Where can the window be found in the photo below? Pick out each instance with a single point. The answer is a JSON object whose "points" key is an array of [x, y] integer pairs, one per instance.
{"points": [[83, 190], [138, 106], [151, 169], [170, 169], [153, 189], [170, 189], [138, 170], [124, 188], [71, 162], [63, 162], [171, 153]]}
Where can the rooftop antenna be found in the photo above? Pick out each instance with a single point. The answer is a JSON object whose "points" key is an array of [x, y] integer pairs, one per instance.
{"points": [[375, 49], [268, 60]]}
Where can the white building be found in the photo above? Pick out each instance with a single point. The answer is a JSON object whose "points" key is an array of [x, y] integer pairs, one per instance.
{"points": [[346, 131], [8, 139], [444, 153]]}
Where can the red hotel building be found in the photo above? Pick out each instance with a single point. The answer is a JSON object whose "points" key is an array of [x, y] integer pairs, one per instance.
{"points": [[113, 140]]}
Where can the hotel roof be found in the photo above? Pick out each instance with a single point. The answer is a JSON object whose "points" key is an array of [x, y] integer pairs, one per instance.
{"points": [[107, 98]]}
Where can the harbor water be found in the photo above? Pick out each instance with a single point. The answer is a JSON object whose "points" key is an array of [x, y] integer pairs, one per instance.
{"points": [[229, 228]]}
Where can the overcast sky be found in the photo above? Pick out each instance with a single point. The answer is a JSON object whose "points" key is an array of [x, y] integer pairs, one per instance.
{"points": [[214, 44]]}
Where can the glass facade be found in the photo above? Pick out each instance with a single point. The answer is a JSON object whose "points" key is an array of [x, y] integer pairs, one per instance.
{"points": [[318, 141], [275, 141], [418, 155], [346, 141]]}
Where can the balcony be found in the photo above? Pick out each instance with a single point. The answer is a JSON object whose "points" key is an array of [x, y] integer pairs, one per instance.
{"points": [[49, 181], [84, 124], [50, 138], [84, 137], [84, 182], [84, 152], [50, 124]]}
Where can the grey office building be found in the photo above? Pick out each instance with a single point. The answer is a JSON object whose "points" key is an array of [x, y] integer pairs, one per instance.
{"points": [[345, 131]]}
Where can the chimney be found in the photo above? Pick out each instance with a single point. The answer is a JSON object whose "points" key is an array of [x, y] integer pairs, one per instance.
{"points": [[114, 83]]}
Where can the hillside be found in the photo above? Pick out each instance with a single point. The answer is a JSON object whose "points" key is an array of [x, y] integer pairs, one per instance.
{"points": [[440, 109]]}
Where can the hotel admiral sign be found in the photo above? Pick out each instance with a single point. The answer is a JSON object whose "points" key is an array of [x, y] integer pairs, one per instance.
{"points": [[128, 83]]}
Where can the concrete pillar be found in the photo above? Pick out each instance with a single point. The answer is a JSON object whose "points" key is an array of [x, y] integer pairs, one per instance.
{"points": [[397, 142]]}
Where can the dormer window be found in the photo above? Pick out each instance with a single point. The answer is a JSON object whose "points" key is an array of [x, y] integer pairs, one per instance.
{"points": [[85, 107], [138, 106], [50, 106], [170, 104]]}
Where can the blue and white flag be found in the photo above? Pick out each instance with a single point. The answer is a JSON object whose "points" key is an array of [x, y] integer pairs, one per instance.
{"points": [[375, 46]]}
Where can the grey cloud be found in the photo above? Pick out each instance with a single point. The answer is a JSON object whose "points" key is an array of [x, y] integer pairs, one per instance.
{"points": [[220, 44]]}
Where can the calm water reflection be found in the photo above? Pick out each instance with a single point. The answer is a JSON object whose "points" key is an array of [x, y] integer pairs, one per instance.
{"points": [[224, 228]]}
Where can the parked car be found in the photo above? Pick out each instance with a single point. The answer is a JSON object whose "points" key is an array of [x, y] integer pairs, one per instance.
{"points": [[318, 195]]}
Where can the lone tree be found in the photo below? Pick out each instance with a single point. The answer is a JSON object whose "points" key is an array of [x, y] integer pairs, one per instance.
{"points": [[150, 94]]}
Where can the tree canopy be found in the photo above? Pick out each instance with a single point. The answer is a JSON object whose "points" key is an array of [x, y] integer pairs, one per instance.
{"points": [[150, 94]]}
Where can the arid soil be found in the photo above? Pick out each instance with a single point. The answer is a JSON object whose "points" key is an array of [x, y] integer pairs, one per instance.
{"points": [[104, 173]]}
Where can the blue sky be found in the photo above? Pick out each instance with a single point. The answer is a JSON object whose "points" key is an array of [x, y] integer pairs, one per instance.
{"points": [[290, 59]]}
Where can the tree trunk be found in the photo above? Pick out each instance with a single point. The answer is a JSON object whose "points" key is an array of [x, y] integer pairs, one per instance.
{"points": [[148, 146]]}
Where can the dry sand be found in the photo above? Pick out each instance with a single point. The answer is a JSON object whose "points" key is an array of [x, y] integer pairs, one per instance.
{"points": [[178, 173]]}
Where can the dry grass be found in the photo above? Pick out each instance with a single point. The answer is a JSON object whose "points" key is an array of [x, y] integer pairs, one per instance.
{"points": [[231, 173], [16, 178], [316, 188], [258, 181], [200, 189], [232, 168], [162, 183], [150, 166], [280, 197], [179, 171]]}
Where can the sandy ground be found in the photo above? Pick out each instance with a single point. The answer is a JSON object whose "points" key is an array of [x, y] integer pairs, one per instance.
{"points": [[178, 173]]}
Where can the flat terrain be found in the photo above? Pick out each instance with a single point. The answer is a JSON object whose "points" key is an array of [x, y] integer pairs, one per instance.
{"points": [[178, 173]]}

-- -- --

Brief: Could you reproduce every record above exactly as it appears?

Response to the task:
Where can the window be found in the photo below? Pick out each instance with a single point. The answer is a JSON object whose "points" key is an array of [x, y] integer pairs, one per instance.
{"points": [[83, 190], [138, 106], [151, 169], [170, 169], [153, 189], [170, 189], [138, 170], [124, 188], [71, 162], [63, 162], [171, 153]]}
Where can the rooftop antenna be found in the photo above? Pick out each instance with a single point. The answer is a JSON object whose "points" key is an array of [x, y] integer pairs, one per instance.
{"points": [[375, 49], [268, 60]]}
Where can the white building be found in the photo above? Pick out each instance with a single point. The answer is a JSON object whose "points" key is an array of [x, y] integer pairs, one per instance.
{"points": [[346, 131], [8, 139], [444, 153]]}
Where can the red hotel building be found in the photo above? Pick out each instance with a single point. The answer is a JSON object whose "points" key is an array of [x, y] integer pairs, one per instance.
{"points": [[113, 140]]}
Where can the hotel roof be found in the photo above? Pick out each instance with a single point. The answer is a JSON object whose "points" key is an array of [x, y] integer pairs, one per instance.
{"points": [[107, 98]]}
Where can the harbor water be found in the photo above? Pick out each instance with a single point. The answer is a JSON object whose "points" key is an array of [x, y] integer pairs, one per instance.
{"points": [[229, 228]]}
Where can the overcast sky be found in the photo above? Pick out each instance with a single point. The answer is a JSON object whose "points" key is an array of [x, y] integer pairs, one per instance.
{"points": [[214, 44]]}
Where can the glass facade be found in the photo above? Pick out each instance with a single point. The answer is a JSON object whose "points" key is an array of [x, y] integer pairs, one per instance.
{"points": [[318, 141], [275, 141], [418, 155], [346, 141]]}
Where can the balcony be found in the photo above? Pick out each instance with a single point. The answer is a JSON object whose "points" key is an array of [x, y] integer pairs, one per instance.
{"points": [[49, 181], [84, 124], [50, 138], [84, 137], [84, 182], [84, 152], [50, 124]]}
Where can the grey office building be found in the photo above? Pick out each instance with a single point. The answer is a JSON object whose "points" key is an array of [x, y] integer pairs, one per instance.
{"points": [[345, 131]]}
Where can the chimney be found in the photo above? Pick out each instance with a single point. The answer is a JSON object whose "points" key is an array of [x, y] integer pairs, one per instance.
{"points": [[114, 83]]}
Where can the hillside be found in the photo above? Pick out each instance with a single point. The answer is a JSON object whose "points" key is an array of [x, y] integer pairs, one per instance.
{"points": [[440, 109]]}
Where can the hotel admiral sign be found in the photo above? Pick out each instance with a single point. The answer is a JSON object whose "points" key is an array of [x, y] integer pairs, one per instance.
{"points": [[128, 83]]}
Where can the concrete pillar be found in the photo above? Pick out each instance with a single point. The answer is a JSON object whose "points" key is an array of [x, y] integer pairs, one per instance.
{"points": [[397, 142]]}
Where can the dormer window be found in the photo above? Pick out each instance with a single point. The answer is a JSON object whose "points" key is an array of [x, y] integer pairs, one per instance.
{"points": [[85, 107], [138, 106], [50, 106], [170, 104]]}
Where can the blue and white flag be found in the photo above? Pick out each instance with a single point. The answer is a JSON object whose "points" key is an array of [x, y] integer pairs, one per instance.
{"points": [[375, 46]]}
Where can the grey cloud be found in the photo above? Pick out each instance with a single point. The answer is a JSON object whose "points" key is an array of [x, y] integer pairs, one per instance.
{"points": [[220, 44]]}
Where can the calm water reflection be found in the photo above? Pick out each instance with a single point. The answer is a JSON object whose "points" key is an array of [x, y] integer pairs, one per instance.
{"points": [[224, 228]]}
Where can the parked car be found in the photo above? Pick out each instance with a single point. The answer is a JSON object whose "points" key is an array of [x, y] integer pairs, one per instance.
{"points": [[318, 195]]}
Where can the lone tree be found in the photo below? Pick out each instance with a single point. The answer is a JSON object whose "points" key is an array of [x, y] integer pairs, one per instance.
{"points": [[150, 94]]}
Where can the tree canopy be found in the photo above? Pick out each instance with a single point. The answer is a JSON object whose "points" key is an array of [x, y] integer pairs, one per instance.
{"points": [[150, 94]]}
Where can the arid soil be found in the photo above? Pick out each instance with a single point. The answer is a JSON object whose "points" key is an array of [x, y] integer pairs, one per instance.
{"points": [[104, 173]]}
Where can the blue sky be found in the photo above? Pick out each instance with a single point. The answer is a JSON object whose "points" key is an array of [x, y] integer pairs, one per instance.
{"points": [[290, 59]]}
Where can the tree trunk be found in the photo above? Pick out each instance with a single point. The answer is a JSON object whose "points" key is an array of [x, y] integer pairs, one per instance.
{"points": [[148, 146]]}
Where can the dry sand be found in the photo above? Pick out each instance with a single point. The answer is a JSON object whose "points" key is an array of [x, y] integer pairs, one per instance.
{"points": [[178, 173]]}
Where can the dry grass be found in the photo above? Pick out each instance with a single point. The answer is a JSON object whose "points" key is an array of [x, y] integer pairs, one per instance.
{"points": [[231, 173], [16, 178], [316, 188], [258, 181], [200, 189], [232, 168], [162, 183], [150, 166], [280, 197], [179, 171]]}
Where can the sandy ground be found in the photo above? Pick out each instance with a single point. The answer is a JSON object whose "points" key is an array of [x, y] integer pairs, one per instance.
{"points": [[178, 173]]}
Where can the flat terrain be found in the photo above? Pick out each instance with a single point. The answer is a JSON object whose "points" key is an array of [x, y] integer pairs, one per instance.
{"points": [[178, 173]]}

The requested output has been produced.